▶ [Document segment]
BEGIN
There were knife-wielding tots and teenagers marching along in different traditional Thai outfits. A bunch of them were also bored with the length of the parade... I could tell by the way their heads were buried in their cellphones. The bands were OK, just a bunch of high schoolers playing La Bamba and stuff. A school had Chiang Mai Flower Festival 2014 shirts on. How 2000-late.

We watched the parade for almost two hours before leaving. I am a parade lover but an hour is enough. 

On Sunday I went back to the Flower Festival while Ian got a haircut. Here I am hanging out with the King and Queen (man did Ian miss out!):


Misc pics from the weekend:







Sunday, February 8, 2015

Pai, D23-28: Our Week in Pai

Before this trip and throughout I have heard about Pai (pronounced "pie"). Everyone talks about Pai as this majestic little unknown town.  Very tiny, very unknown. It's relaxing and nobody knows about it. It's so untouched, so unknown...

Yeah... OK. It's known.

Introducing my beef with Pai: it's completely overrun with tourists of the worst kind. There are travelers and artists and misfits and hippies and hipsters. There are people who walk around barefoot playing ukuleles (and to our dismay, they're mostly white with American accents).

You can see the bones of the town are beautiful and once upon a time there is no doubt it was majestic. The most recent census from 2006 records the population around 2,300. I can definitely picture its appeal then. We bike around during the day and see pretty landscape, though Thailand is in dry season:

Now? Bus after bus unloads hippies who've exchanged their shoes for dreadlocks, or Chinese families who walk around with the utmost urgency. Driving is a clusterflock too, because in China and America you drive on the right side of the road, unlike here. Furthermore, there were two Thai movies based in Pai in 2004 and 2006 that popularized the village as a tourist spot for Thai people, and while they stand out the least, it adds to the confusion of the situation. (Pai tourists, say from Bangkok, place their orders with their French waiters.) The signs are in Thai, English and Chinese. Some of the street vendors selling art are white. The bulletin boards are for yoga classes and trips to caves to meditate- all ran by white people. (No way, we're back in Tahoe!)

Wheatgrass shots? In SE Asia? Please.
 
You see people like this guy, in his cowboy hat, boots, white pants and painted yellow face. He's brought his own chair to sit by a vendor and read:
Overall, I think Pai lacks tradition and authenticity, and though it was once a quaint, peaceful village, it is now a place to shave one side of your head and befriend a stray animal. But enough of my opinion!
END
▶ [Short problem a]
Count the lines in the records that contain the string "handrail", treating uppercase and lowercase letters as different, and reply with the number alone.

▶ [Records shown]
BEGIN
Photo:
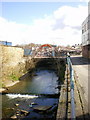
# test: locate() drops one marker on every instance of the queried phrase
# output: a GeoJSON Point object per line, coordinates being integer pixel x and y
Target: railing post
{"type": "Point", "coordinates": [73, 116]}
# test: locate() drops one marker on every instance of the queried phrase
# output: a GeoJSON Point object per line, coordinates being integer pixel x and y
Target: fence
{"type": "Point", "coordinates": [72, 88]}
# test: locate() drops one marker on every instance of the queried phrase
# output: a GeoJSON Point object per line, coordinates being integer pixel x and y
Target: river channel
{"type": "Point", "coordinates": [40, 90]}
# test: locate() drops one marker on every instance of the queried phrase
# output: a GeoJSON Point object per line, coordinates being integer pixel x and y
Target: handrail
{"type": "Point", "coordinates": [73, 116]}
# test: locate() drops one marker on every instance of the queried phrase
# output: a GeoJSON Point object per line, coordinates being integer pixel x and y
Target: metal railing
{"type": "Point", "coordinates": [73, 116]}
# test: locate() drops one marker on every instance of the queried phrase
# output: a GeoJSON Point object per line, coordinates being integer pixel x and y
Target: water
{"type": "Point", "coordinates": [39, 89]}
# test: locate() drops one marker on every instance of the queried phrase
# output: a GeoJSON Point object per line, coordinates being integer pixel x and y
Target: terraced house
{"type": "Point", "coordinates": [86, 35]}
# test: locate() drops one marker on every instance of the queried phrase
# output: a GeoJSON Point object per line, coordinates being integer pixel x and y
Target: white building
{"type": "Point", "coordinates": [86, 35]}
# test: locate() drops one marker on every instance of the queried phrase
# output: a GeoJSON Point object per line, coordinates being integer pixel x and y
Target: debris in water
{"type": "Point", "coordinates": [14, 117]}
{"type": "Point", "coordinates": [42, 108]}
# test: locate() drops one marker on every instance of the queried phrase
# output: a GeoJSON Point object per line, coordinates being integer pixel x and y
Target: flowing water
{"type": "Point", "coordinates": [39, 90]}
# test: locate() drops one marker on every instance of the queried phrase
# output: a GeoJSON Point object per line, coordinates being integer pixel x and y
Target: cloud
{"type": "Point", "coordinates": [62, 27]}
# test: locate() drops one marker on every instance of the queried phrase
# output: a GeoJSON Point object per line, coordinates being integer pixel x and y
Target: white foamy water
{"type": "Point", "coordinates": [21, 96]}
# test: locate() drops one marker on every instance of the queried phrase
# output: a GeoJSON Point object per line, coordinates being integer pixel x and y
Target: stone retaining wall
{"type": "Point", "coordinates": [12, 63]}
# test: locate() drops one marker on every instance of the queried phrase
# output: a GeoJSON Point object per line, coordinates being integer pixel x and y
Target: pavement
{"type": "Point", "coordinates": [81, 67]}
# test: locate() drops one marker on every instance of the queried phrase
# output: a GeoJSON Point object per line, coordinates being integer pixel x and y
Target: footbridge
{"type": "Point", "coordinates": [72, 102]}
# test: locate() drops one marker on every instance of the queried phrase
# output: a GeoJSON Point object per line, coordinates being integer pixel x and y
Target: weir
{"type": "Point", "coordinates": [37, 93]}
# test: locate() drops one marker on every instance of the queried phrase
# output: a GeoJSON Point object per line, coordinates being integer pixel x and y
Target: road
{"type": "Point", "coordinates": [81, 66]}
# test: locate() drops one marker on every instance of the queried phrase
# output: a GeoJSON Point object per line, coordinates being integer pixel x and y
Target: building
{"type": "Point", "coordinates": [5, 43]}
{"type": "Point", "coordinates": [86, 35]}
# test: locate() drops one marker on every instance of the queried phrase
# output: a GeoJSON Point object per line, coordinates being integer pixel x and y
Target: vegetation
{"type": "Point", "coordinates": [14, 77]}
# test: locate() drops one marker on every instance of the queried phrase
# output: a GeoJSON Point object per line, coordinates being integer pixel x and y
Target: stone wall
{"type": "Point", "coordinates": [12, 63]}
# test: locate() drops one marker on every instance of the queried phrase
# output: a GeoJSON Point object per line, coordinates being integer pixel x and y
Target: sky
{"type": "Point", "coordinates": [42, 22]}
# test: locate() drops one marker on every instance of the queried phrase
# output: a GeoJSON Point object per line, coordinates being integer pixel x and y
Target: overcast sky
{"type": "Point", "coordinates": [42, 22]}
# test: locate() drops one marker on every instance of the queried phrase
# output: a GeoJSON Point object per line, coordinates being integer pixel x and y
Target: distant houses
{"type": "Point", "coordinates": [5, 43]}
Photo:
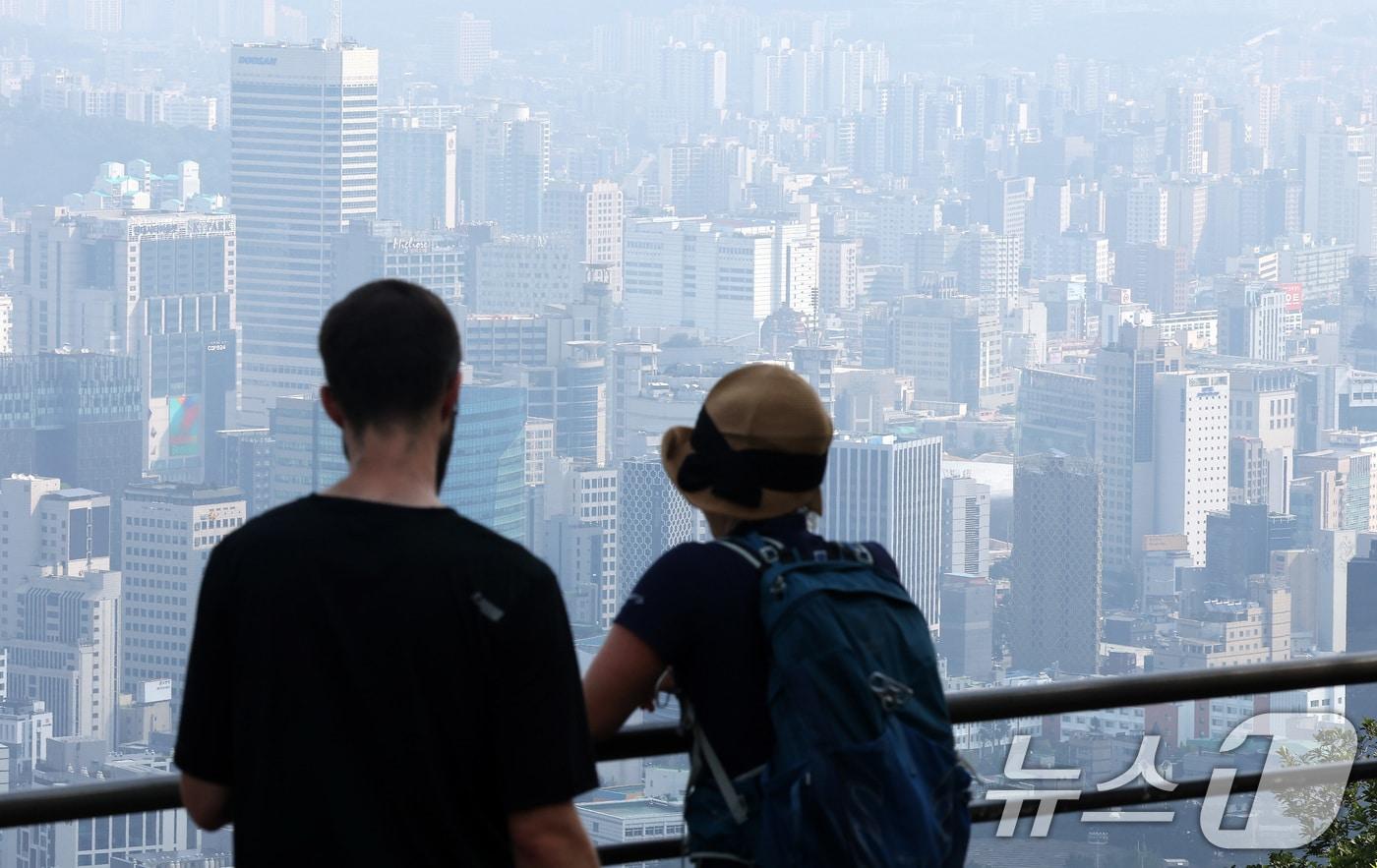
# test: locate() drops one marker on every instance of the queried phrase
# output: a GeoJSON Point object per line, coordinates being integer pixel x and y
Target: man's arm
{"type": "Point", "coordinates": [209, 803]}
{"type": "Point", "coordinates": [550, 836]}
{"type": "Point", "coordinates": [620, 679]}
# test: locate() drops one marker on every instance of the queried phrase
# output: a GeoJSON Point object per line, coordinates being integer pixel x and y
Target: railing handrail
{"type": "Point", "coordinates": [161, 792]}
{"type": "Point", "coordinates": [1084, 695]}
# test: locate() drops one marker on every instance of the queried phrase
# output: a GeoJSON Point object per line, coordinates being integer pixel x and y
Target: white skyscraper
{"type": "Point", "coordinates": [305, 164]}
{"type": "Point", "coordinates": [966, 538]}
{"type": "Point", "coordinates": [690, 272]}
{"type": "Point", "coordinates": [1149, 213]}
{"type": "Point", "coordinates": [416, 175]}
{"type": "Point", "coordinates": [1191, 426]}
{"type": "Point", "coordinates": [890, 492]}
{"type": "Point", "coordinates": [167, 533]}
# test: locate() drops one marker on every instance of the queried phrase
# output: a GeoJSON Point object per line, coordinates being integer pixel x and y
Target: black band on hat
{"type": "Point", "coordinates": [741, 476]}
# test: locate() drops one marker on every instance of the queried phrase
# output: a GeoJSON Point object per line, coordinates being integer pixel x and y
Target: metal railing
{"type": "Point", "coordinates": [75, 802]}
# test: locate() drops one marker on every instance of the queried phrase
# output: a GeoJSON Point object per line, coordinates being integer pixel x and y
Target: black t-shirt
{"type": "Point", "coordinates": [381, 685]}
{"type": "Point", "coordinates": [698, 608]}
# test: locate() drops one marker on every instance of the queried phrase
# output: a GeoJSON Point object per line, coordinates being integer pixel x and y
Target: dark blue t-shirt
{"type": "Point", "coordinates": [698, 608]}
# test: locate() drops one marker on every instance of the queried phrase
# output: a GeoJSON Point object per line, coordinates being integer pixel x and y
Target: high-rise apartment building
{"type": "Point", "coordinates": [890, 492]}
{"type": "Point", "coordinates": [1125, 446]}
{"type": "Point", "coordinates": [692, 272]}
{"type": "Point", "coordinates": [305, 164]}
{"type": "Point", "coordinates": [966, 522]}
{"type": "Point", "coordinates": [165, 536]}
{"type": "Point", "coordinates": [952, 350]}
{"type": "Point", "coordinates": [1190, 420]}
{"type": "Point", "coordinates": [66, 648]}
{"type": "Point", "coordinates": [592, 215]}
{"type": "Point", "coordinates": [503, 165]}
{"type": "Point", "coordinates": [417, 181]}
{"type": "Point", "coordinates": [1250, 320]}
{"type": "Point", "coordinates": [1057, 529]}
END
▶ [Short problem b]
Extend the travel blog about the Chiang Mai Flower Festival and Pai, picking up right after its last sentence.

▶ [Expected output a]
2

▶ [Expected output b]
There are few things to do in Pai- see waterfalls, temples and hotsprings. You're charged to enter everything and you're fighting other tourists. The main draw and source of tourism is the night market.

This night market makes me question for the first time in my life: Am I over shopping? No, obviously, and I buy more scarves. This market has similar stuff to all the other markets but it has less of a pushy vibe. There are a few main streets full of food carts and art for sale.
Bugs!
Since this is more of an artsy town we were able to get a grip of caricatures done for $3-$9, and we got much more than what we paid for:


The absolute best part about Pai is the food. The streets are littered with hole-in-the-wall places. The night market covers every type of ethnic food. Every kitchen is semi-open so you're always watching the magic right before you. You make sure to order food when you're just starting to get hungry because most meals take an hour+ to get to your table. Truly, most of our days are spent trying to find things to do between meals.

Some of our favorite spots and what we ordered:
Na's- Yellow Curry, Green Curry and Chicken with Chilis and Holy Basil (THE BEST PLACE)
Fine Rice- Chicken with Chilis and Holy Basil
Top 5 Cafe- Avocado Toast
Witching Well- Anything breakfast
This Guy- Fried Pork with Chilis and Holy Basil
Art in Chai- Famous for Indian-style chai tea. (They even do open mic poetry readings on Thursdays! So artsy)
All About Coffee- Coffee

& The Best Meal of our entire trip so far is awarded to: The Curry Hut for it's "Special Curry"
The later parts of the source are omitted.